### WHAT IS NEEDED
Reproduce the account of the motocross clinic lunch and corner session word for word, in full.

### SOURCE TEXT
———

The RUC chefs cooked up an excellent lunch of Fajitas, with copious amounts of fruit and a never ending supply of cold drinks. Sitting down at the large communal tables a few places down from Jeff Emig, to my surprise I was lucky enough to be joined by Ricky Carmichael. That gave me the chance to chat with him about anything and everything. Approachable and friendly he was just happy chat, and on this rare occasion he actually had the time to do so. The last time I’d spoken to him was at the famous Matterley Basin MXDN where Everts rode around James Stewart on the pegs. He’d been injured just prior to the race and so was unable to ride. I was interested to hear how it might have gone had he been fit. With unwavering self-confidence he explained not only how he would have beaten Stefan with ease, but also the plan that he and James had hatched by which they both would have done so. Whilst the race itself was probably Everts’ finest ever performance, it’s difficult to argue with what might have been had Ricky been fit that day. There then followed a light hearted Q&A session in which all riders and guests were encouraged to ask the instructors a wide range of questions and a group photo shoot, before it was time to return to the track.
After lunch we moved onto the Carmichael corner clinic. Here we learned how to go fast by going slow, how to carve new tighter inside lines, how to protect the berms and how to brake correctly approaching turns. With the aid of cones and demonstrations we all focussed on what Ricky was teaching and soon started to get the hang of it. Like Fro before, his years of experience mean he is able to pass along his knowledge and techniques in a way that is fun and informal, but also memorable and effective.

———

### RECORD SET
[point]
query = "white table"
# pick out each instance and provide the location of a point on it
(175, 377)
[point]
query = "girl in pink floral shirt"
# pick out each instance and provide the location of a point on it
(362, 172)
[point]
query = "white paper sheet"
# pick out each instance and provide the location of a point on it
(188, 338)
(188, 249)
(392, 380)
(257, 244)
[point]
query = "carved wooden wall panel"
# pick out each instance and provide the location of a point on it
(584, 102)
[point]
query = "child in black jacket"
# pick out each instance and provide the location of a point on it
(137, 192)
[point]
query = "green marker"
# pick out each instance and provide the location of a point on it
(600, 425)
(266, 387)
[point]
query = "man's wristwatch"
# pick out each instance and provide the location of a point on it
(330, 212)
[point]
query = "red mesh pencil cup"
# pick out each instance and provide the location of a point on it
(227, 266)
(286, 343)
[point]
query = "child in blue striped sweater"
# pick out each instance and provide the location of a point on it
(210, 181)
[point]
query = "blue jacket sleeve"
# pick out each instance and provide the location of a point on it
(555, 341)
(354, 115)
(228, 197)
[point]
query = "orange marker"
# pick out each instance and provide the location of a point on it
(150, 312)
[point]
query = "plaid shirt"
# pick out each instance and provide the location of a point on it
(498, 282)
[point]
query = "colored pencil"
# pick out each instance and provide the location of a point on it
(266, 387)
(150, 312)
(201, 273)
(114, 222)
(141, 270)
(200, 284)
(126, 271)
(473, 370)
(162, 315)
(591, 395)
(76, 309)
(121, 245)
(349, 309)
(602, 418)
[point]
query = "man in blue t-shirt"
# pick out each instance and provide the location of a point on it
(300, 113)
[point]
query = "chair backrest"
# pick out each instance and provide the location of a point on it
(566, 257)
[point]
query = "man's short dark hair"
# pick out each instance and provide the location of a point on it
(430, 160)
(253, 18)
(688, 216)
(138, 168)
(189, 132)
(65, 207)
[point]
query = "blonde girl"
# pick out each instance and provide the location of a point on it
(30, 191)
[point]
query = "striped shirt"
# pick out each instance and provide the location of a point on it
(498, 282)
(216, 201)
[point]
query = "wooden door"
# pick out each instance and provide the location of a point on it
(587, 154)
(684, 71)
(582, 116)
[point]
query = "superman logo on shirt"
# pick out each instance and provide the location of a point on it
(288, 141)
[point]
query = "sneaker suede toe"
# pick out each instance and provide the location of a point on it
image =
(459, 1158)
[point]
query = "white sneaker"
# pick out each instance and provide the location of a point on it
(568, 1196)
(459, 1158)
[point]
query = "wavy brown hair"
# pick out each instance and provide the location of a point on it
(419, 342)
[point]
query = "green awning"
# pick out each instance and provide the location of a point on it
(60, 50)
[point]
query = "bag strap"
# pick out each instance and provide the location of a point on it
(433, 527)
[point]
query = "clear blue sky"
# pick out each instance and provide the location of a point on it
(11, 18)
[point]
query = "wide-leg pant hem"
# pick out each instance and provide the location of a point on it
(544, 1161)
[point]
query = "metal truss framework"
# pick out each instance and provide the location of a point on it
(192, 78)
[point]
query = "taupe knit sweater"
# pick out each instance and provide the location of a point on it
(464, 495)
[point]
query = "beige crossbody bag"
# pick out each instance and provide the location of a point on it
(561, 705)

———

### TASK SOLUTION
The RUC chefs cooked up an excellent lunch of Fajitas, with copious amounts of fruit and a never ending supply of cold drinks. Sitting down at the large communal tables a few places down from Jeff Emig, to my surprise I was lucky enough to be joined by Ricky Carmichael. That gave me the chance to chat with him about anything and everything. Approachable and friendly he was just happy chat, and on this rare occasion he actually had the time to do so. The last time I’d spoken to him was at the famous Matterley Basin MXDN where Everts rode around James Stewart on the pegs. He’d been injured just prior to the race and so was unable to ride. I was interested to hear how it might have gone had he been fit. With unwavering self-confidence he explained not only how he would have beaten Stefan with ease, but also the plan that he and James had hatched by which they both would have done so. Whilst the race itself was probably Everts’ finest ever performance, it’s difficult to argue with what might have been had Ricky been fit that day. There then followed a light hearted Q&A session in which all riders and guests were encouraged to ask the instructors a wide range of questions and a group photo shoot, before it was time to return to the track.
After lunch we moved onto the Carmichael corner clinic. Here we learned how to go fast by going slow, how to carve new tighter inside lines, how to protect the berms and how to brake correctly approaching turns. With the aid of cones and demonstrations we all focussed on what Ricky was teaching and soon started to get the hang of it. Like Fro before, his years of experience mean he is able to pass along his knowledge and techniques in a way that is fun and informal, but also memorable and effective.